What you will do:
**1)** In the Israel travel text, what destination were the travelers heading to when they stopped at the little Arab market?
**2)** Using the Israel travel text, explain why the travelers stopped at the little Arab market.
**3)** From the Israel travel text, reproduce the passage starting at "In other words, this" and ending at "a tourist trap.".

Source text:
* * *
Updated on February 27, 2018
kalinin1158 profile image

Lana is an aspiring travel writer with a serious case of shutterbug and an insatiable curiosity about the world.

This charming fella was the reason we stopped at a little Arab market on the way to the Dead Sea. He was great, but his handlers robbed us blind. Gotta love the local charm...
This charming fella was the reason we stopped at a little Arab market on the way to the Dead Sea. He was great, but his handlers robbed us blind. Gotta love the local charm... | Source

Israel offers no shortage of extraordinary, even life-changing experiences. It's not called "the Holy Land" for nothing.

With thousands of years of history, it had seen Jews, Arabs, Egyptians, Greeks, Romans, Philistines, Assyrians, British, am I forgetting somebody? Its fragile antiquity is contrasted with the robust jovial spirit of the Israelis, and there is a deep spiritual undertone to life there that can make even the most adamant nihilist contemplate the mysteries of the human existence.

In other words, this land is special.The following list illustrates the fact.

1. Walking the Cobble Streets of Old Jaffa (Tel Aviv)

Old Yaffa is one of Israel's major tourist attractions, but it's not a tourist trap.
* * *
Object point labels:
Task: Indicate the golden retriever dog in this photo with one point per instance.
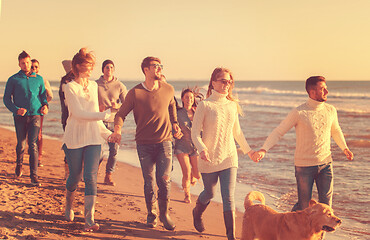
(263, 223)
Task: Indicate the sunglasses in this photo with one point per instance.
(224, 81)
(156, 66)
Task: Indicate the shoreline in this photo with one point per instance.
(30, 212)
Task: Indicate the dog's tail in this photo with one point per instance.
(254, 195)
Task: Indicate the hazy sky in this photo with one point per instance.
(256, 39)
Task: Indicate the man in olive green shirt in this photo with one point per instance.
(153, 105)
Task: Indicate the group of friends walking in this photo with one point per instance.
(205, 132)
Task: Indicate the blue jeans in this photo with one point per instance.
(113, 148)
(227, 183)
(88, 158)
(28, 127)
(156, 164)
(306, 176)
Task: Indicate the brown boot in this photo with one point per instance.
(108, 179)
(187, 198)
(66, 171)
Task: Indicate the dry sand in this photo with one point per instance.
(28, 212)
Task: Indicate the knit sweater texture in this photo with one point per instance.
(154, 111)
(217, 119)
(22, 91)
(315, 123)
(84, 124)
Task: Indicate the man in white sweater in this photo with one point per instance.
(315, 123)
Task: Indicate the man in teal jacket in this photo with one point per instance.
(25, 97)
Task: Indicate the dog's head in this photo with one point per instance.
(322, 217)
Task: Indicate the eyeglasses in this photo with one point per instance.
(156, 66)
(224, 81)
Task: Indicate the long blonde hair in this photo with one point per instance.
(230, 95)
(83, 56)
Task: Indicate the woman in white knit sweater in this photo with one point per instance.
(217, 119)
(83, 136)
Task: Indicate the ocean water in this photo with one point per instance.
(265, 104)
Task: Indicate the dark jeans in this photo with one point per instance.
(87, 159)
(227, 184)
(156, 165)
(27, 127)
(306, 176)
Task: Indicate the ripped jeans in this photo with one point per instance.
(156, 164)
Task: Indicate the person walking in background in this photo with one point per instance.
(25, 97)
(185, 150)
(111, 94)
(84, 134)
(153, 105)
(215, 126)
(67, 65)
(315, 123)
(49, 96)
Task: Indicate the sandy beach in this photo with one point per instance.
(28, 212)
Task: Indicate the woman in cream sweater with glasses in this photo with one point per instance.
(84, 134)
(217, 119)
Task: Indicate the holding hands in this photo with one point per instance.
(177, 131)
(258, 155)
(348, 154)
(21, 111)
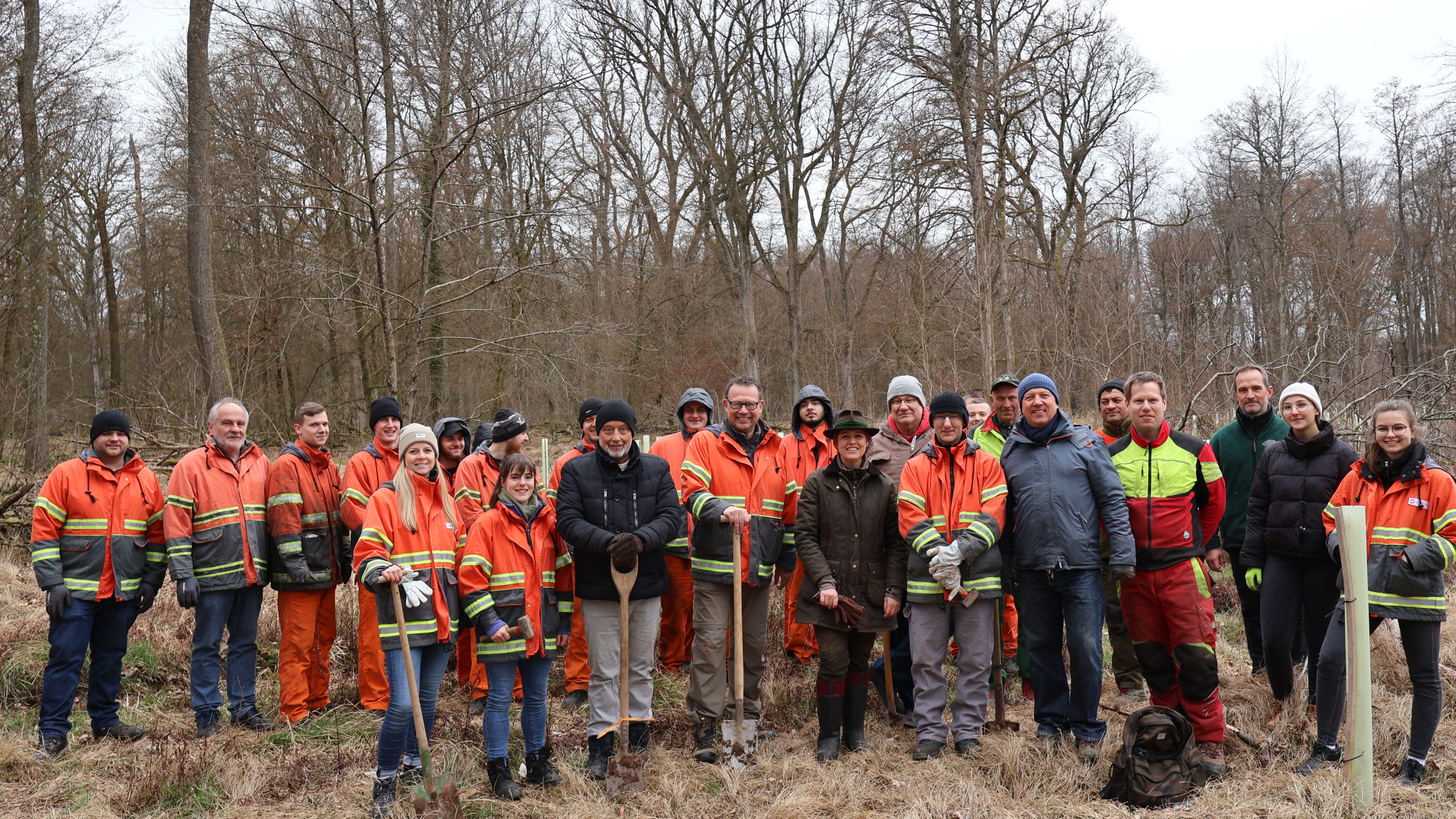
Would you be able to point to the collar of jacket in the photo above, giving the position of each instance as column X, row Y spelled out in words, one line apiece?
column 1163, row 436
column 1302, row 449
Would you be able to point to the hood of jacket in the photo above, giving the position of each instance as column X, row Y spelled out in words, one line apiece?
column 689, row 395
column 810, row 391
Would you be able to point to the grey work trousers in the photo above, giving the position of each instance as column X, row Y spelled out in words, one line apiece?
column 931, row 630
column 603, row 626
column 710, row 685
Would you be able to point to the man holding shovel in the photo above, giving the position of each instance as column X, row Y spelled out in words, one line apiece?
column 953, row 509
column 743, row 503
column 618, row 507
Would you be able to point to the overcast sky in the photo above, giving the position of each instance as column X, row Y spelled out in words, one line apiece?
column 1206, row 53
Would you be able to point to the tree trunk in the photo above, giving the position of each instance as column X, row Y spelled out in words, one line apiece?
column 32, row 238
column 217, row 378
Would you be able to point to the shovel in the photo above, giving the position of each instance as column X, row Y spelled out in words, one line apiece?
column 1001, row 722
column 740, row 735
column 435, row 799
column 625, row 768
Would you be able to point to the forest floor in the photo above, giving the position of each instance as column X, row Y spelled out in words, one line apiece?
column 325, row 767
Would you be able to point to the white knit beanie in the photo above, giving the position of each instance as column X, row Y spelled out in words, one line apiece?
column 905, row 385
column 1301, row 388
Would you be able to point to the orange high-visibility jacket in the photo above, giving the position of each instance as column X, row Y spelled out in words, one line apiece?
column 947, row 493
column 305, row 519
column 98, row 532
column 1416, row 521
column 513, row 568
column 718, row 475
column 363, row 475
column 216, row 518
column 430, row 551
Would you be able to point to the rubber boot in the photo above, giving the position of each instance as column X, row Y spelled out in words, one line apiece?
column 830, row 712
column 501, row 781
column 855, row 697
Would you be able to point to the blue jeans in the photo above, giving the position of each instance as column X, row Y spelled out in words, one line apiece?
column 498, row 704
column 396, row 735
column 1047, row 602
column 235, row 610
column 102, row 627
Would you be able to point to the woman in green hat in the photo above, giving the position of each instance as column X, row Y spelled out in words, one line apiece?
column 848, row 535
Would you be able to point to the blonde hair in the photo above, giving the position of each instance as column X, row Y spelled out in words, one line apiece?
column 405, row 493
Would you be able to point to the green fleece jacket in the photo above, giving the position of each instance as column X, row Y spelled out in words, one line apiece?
column 1238, row 454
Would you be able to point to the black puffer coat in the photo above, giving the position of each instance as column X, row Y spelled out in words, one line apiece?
column 599, row 500
column 1292, row 484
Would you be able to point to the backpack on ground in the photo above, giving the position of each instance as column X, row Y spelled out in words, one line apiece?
column 1160, row 763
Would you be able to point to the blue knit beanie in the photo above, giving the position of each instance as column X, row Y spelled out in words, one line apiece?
column 1033, row 382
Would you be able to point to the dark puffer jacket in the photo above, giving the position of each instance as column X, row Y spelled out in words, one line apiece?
column 599, row 500
column 848, row 534
column 1292, row 484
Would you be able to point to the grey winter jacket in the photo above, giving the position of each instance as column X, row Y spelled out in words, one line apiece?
column 1057, row 493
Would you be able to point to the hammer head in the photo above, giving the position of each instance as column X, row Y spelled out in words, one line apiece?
column 528, row 630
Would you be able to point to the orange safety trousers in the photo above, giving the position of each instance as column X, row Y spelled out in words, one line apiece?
column 799, row 639
column 306, row 628
column 373, row 684
column 675, row 642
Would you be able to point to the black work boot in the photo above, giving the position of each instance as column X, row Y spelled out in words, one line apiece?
column 385, row 792
column 705, row 739
column 541, row 770
column 830, row 710
column 855, row 697
column 501, row 781
column 638, row 737
column 599, row 750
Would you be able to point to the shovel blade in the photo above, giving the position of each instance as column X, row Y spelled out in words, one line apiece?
column 446, row 805
column 740, row 742
column 625, row 773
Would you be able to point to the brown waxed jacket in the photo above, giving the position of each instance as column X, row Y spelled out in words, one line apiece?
column 848, row 532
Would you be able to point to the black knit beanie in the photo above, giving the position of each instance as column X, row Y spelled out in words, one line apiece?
column 382, row 408
column 108, row 421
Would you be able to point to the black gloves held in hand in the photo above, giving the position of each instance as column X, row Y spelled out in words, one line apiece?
column 623, row 550
column 57, row 599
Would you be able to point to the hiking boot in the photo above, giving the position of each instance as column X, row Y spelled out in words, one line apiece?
column 1318, row 758
column 926, row 750
column 501, row 781
column 1411, row 774
column 855, row 704
column 1213, row 763
column 386, row 789
column 541, row 770
column 1130, row 696
column 51, row 747
column 120, row 730
column 253, row 722
column 705, row 742
column 830, row 712
column 638, row 737
column 599, row 750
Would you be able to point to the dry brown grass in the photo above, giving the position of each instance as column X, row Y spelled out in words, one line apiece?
column 325, row 768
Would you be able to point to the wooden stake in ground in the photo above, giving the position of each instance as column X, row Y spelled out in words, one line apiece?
column 1350, row 524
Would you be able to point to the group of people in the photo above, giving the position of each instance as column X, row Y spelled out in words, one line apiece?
column 957, row 524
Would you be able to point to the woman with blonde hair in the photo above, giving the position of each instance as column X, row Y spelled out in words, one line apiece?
column 410, row 537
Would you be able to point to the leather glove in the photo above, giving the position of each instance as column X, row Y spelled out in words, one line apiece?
column 187, row 592
column 623, row 550
column 57, row 599
column 146, row 595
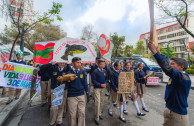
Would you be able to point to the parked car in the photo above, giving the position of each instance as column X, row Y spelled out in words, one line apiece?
column 150, row 66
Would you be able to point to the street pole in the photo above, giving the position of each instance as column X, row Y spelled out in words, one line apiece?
column 168, row 51
column 22, row 40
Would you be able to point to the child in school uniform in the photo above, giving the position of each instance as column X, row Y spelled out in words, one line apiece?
column 99, row 79
column 177, row 89
column 128, row 69
column 76, row 98
column 114, row 93
column 140, row 78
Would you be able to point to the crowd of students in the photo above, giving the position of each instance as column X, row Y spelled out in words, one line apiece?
column 102, row 78
column 93, row 80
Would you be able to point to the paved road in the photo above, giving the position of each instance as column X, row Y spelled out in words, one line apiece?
column 39, row 116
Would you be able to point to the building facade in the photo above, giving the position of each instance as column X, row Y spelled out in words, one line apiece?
column 174, row 35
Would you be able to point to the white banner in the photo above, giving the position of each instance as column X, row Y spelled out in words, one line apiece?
column 58, row 95
column 105, row 46
column 18, row 76
column 67, row 48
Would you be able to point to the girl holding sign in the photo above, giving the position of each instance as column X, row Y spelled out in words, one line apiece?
column 114, row 93
column 140, row 78
column 128, row 69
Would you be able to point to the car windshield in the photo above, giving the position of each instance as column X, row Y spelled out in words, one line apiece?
column 149, row 61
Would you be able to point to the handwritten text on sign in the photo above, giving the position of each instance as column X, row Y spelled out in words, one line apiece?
column 67, row 48
column 17, row 76
column 152, row 80
column 126, row 82
column 58, row 96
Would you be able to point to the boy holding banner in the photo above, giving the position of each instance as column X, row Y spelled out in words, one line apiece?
column 76, row 95
column 99, row 79
column 19, row 60
column 177, row 89
column 55, row 70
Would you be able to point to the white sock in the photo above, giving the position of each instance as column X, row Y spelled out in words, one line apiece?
column 136, row 106
column 121, row 111
column 137, row 96
column 124, row 106
column 142, row 102
column 111, row 105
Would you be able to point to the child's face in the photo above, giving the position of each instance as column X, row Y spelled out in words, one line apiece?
column 77, row 64
column 176, row 66
column 101, row 65
column 121, row 65
column 128, row 66
column 141, row 67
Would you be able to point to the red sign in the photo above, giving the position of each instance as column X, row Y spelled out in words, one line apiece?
column 152, row 80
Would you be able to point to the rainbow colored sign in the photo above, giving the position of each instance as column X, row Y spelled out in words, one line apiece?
column 18, row 76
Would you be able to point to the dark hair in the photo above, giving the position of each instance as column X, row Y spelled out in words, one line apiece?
column 75, row 59
column 181, row 62
column 100, row 61
column 127, row 63
column 139, row 64
column 97, row 58
column 116, row 64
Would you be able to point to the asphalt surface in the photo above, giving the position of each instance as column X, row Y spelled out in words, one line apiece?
column 35, row 115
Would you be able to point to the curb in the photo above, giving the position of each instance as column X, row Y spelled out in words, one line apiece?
column 8, row 109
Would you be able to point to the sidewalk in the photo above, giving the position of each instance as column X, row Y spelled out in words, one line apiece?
column 6, row 110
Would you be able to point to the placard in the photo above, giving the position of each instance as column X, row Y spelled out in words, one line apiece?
column 58, row 95
column 67, row 48
column 18, row 76
column 152, row 80
column 126, row 82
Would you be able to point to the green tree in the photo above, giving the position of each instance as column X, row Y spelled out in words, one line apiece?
column 22, row 25
column 140, row 48
column 118, row 42
column 42, row 32
column 177, row 10
column 128, row 51
column 172, row 52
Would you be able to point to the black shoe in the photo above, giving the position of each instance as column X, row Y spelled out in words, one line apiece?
column 122, row 119
column 64, row 114
column 145, row 109
column 43, row 104
column 97, row 122
column 110, row 113
column 60, row 124
column 9, row 101
column 141, row 114
column 17, row 97
column 100, row 117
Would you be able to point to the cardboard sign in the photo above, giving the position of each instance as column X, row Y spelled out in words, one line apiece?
column 152, row 80
column 67, row 48
column 58, row 96
column 126, row 82
column 43, row 52
column 18, row 76
column 105, row 47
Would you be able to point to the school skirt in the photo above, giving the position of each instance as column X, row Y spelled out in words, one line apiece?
column 140, row 88
column 117, row 97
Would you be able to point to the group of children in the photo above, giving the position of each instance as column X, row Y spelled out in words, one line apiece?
column 101, row 76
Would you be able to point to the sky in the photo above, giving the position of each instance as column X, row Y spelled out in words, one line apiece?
column 129, row 18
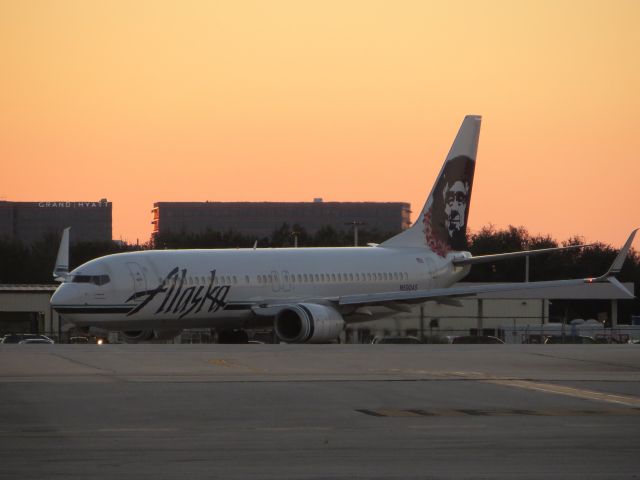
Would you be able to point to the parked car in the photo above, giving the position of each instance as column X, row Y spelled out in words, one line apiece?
column 398, row 340
column 19, row 337
column 475, row 339
column 37, row 341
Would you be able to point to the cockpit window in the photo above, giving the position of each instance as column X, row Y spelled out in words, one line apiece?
column 95, row 279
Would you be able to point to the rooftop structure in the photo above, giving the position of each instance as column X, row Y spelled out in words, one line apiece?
column 262, row 218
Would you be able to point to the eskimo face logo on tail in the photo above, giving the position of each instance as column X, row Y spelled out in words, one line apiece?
column 176, row 300
column 445, row 219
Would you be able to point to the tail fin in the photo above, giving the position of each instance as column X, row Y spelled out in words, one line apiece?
column 442, row 224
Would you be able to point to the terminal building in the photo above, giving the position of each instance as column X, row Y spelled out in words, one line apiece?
column 262, row 218
column 29, row 222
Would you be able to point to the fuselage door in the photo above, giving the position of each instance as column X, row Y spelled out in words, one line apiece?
column 139, row 280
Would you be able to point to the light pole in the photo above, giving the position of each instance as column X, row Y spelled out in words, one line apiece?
column 355, row 224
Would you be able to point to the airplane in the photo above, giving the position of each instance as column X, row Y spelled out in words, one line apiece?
column 307, row 295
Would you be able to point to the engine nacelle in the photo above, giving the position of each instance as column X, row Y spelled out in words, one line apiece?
column 136, row 336
column 308, row 323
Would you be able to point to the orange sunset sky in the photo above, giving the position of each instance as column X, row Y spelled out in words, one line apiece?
column 144, row 101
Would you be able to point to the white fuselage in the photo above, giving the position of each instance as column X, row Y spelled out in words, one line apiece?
column 217, row 288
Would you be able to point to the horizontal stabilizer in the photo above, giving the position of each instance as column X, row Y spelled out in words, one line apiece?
column 61, row 269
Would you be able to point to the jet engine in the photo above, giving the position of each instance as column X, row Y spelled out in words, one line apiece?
column 136, row 336
column 308, row 323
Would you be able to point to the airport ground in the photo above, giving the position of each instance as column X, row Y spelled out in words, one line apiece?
column 319, row 411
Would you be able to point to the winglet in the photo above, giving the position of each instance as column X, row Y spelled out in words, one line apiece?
column 616, row 266
column 61, row 269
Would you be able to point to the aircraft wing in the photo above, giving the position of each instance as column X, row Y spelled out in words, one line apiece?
* * *
Task answers:
**1)** They were on the way to the Dead Sea.

**2)** The travelers stopped at the little Arab market because of the charming fella described in the caption. The caption adds that he was great, but his handlers robbed the travelers blind.

**3)**
In other words, this land is special.The following list illustrates the fact.

1. Walking the Cobble Streets of Old Jaffa (Tel Aviv)

Old Yaffa is one of Israel's major tourist attractions, but it's not a tourist trap.